Kutipan Terpilih

***

Dana bantuan ini disetor langsung ke rekening sekolah. Memasuki tahun anggaran 2003, dana BOMM diubah namanya menjadi Dana Rintisan Untuk MPMBS, khususnya untuk Sekolah Lanjutan Tingkat Pertama. Program ini sejalan dengan implementasi dari UU Nomor 22 Tahun 1999 tentang Otonomi Daerah di bidang pendidikan dan UU Nomor 25 Tahun 2000 Tentang Program Pembangunan Nasional.
Menurut UU Nomor 25 Tahun 2000 tersebut, MBS dimaksudkan sebagai upaya untuk meningkatkan kemandirian sekolah dalam penyelenggaraan pendidikan. Selanjutnya dalam UU Nomor 20 Tahun 2003 Tentang Sistem Pendidikan Nasional[18], dinyatakan dalam pasal 50 dan 51 bahwa pengelolaan pendidikan dilaksanakan berdasarkan standar pelayanan minimal dengan prinsip manajemen berbasis sekolah/madrasah.
Dalam manajemen pendidikan seperti ini, pengelolaan pendidikan dijalankan dengan prinsip otonomi, akuntabilitas, jaminan mutu, dan evaluasi yang transparan.
Konsep manajemen peningkatan mutu berbasis sekolah ini ditulis dengan tujuan;
1.               Mensosialisasikan konsep dasar manajemen peningkatan mutu berbasis sekolah khususnya kepada masyarakat.
2.               Memperoleh masukan agar konsep manajemen ini dapat diimplentasikan dengan mudah dan sesuai dengan kondisi lingkungan Indonesia yang memiliki keragaman kultural, sosio-ekonomi masyarakat dan kompleksitas geografisnya.
3.               Menambah wawasan pengetahuan masyarakat khususnya masyarakat sekolah dan individu yang peduli terhadap pendidikan, khususnya peningkatan mutu pendidikan.
4.               Memotivasi masyarakat sekolah untuk terlibat dan berpikir mengenai peningkatan mutu pendidikan/pada sekolah masing – masing.
5.               Menggalang kesadaran masyarakat sekolah untuk ikut serta secara aktif dan dinamis dalam mensukseskan peningkatan mutu pendidikan.
6.               Memotivasi timbulnya pemikiran-pemikiran baru dalam mensukseskan pembangunan pendidikan dari individu dan masyarakat sekolah yang berada di garis paling depan dalam proses pembangunan tersebut.
7.               Menggalang kesadaran bahwa peningkatan mutu pendidikan merupakan tanggung jawab semua komponen masyarakat, dengan fokus peningkatan mutu yang berkelanjutan (terus menerus) pada tataran sekolah.

***

Daftar Data
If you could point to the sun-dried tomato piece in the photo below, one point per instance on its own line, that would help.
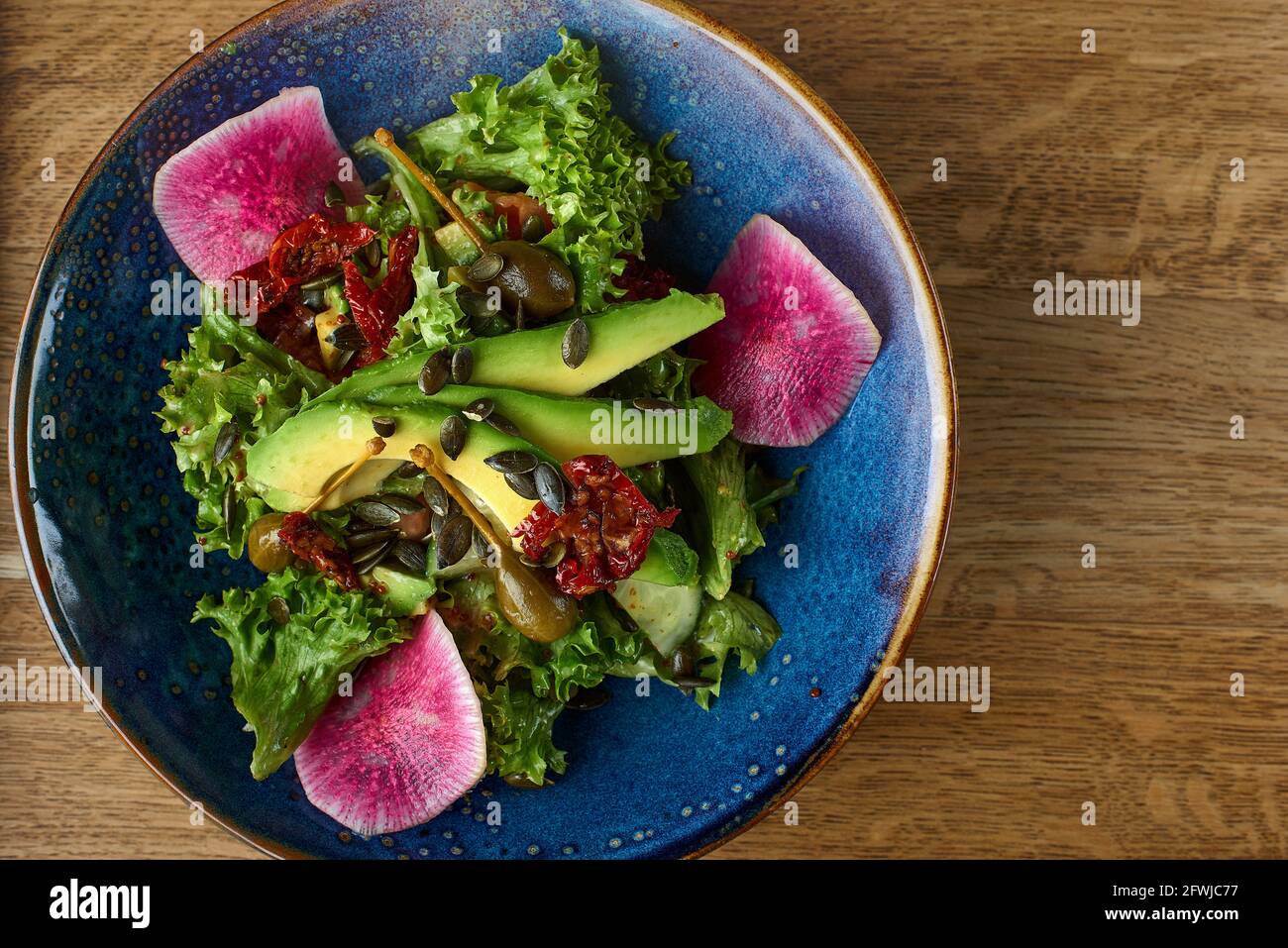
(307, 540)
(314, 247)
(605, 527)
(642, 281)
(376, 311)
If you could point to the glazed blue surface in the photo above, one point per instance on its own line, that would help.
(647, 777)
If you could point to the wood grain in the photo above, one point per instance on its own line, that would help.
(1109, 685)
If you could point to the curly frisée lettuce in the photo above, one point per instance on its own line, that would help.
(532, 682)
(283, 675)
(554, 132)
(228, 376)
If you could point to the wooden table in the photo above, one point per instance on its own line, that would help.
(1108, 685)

***

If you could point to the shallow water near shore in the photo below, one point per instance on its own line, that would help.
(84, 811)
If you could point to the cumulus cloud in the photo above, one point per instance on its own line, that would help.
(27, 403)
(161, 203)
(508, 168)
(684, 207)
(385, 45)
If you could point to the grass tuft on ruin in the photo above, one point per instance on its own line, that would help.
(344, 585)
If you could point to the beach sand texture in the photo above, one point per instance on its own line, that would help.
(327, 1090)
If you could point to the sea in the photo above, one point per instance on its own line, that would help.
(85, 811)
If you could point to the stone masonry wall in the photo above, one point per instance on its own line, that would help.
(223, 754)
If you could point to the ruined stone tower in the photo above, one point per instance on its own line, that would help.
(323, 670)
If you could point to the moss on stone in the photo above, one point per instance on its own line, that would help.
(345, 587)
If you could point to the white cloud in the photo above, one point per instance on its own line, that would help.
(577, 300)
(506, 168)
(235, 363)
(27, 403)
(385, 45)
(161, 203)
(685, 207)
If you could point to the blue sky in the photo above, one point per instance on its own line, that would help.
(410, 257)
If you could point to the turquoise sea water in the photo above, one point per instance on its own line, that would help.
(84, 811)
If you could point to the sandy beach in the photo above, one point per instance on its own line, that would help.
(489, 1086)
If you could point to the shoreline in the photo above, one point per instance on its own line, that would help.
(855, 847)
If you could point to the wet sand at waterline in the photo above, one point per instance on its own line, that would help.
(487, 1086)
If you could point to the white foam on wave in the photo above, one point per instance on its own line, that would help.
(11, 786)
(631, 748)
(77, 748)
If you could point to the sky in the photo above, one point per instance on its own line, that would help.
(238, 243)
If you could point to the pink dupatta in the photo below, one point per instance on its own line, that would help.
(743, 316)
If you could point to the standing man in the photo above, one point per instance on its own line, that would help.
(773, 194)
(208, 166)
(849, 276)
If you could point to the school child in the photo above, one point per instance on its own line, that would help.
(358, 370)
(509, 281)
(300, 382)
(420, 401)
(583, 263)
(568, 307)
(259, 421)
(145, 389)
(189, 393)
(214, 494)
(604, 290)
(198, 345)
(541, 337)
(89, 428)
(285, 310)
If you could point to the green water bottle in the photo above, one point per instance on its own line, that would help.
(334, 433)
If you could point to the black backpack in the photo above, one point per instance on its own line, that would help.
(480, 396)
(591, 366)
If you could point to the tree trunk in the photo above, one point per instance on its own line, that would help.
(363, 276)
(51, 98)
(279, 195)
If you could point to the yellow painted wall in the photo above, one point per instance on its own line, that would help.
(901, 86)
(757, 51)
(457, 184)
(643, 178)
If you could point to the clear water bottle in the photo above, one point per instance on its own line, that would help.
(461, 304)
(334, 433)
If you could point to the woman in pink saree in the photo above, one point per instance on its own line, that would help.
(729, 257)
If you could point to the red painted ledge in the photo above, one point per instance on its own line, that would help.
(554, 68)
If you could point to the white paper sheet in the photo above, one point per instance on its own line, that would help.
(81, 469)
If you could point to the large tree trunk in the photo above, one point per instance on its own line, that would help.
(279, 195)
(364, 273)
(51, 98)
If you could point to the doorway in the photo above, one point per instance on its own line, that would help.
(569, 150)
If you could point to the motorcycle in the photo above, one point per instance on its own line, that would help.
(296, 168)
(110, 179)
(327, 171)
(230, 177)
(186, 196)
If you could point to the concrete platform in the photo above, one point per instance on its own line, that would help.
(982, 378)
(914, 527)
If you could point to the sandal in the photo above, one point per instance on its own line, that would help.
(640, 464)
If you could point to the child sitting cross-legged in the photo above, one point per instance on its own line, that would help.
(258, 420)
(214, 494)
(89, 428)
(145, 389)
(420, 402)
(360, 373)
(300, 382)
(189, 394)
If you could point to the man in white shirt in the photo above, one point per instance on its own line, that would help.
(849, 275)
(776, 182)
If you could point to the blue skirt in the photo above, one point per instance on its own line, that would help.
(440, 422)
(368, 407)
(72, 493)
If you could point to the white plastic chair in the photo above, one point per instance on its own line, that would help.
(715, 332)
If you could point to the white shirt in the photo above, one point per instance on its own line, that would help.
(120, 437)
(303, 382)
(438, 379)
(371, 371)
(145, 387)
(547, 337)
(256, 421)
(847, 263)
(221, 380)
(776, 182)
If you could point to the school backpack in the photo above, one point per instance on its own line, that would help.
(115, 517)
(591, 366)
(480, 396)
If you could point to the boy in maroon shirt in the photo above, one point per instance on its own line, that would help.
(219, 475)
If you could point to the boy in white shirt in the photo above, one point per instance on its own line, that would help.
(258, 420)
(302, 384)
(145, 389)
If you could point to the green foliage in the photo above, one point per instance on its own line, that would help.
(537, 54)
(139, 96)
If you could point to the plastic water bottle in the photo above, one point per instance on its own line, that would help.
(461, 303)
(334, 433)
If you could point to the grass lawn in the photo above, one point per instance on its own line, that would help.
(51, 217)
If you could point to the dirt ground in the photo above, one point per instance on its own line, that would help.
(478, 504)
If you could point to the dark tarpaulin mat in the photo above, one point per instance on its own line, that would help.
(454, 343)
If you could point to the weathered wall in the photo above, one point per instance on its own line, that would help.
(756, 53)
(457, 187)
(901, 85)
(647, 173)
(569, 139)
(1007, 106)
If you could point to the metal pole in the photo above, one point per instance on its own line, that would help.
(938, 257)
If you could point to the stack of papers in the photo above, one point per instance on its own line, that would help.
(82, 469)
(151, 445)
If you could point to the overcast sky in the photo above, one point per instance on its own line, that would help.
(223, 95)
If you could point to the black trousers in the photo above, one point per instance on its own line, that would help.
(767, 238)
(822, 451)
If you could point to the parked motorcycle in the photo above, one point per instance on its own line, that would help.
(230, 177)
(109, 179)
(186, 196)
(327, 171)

***

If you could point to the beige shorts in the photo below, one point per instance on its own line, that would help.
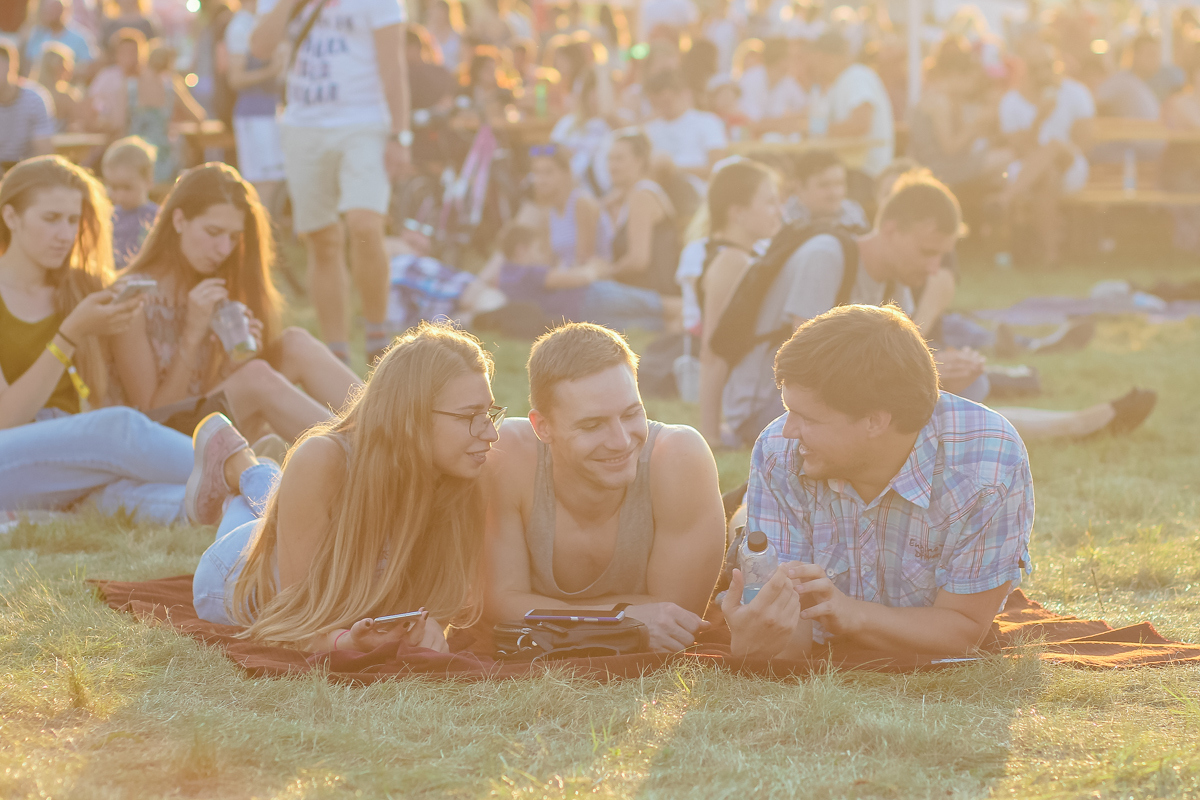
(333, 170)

***

Petunjuk Tugas
Tuliskan kembali kutipan tentang manajemen berbasis sekolah mulai dari "3.               Menambah wawasan" sampai dengan "proses pembangunan tersebut.", dengan mengganti "Memotivasi" menjadi "Mendorong".

Jawaban Latihan
3.               Menambah wawasan pengetahuan masyarakat khususnya masyarakat sekolah dan individu yang peduli terhadap pendidikan, khususnya peningkatan mutu pendidikan.
4.               Mendorong masyarakat sekolah untuk terlibat dan berpikir mengenai peningkatan mutu pendidikan/pada sekolah masing – masing.
5.               Menggalang kesadaran masyarakat sekolah untuk ikut serta secara aktif dan dinamis dalam mensukseskan peningkatan mutu pendidikan.
6.               Mendorong timbulnya pemikiran-pemikiran baru dalam mensukseskan pembangunan pendidikan dari individu dan masyarakat sekolah yang berada di garis paling depan dalam proses pembangunan tersebut.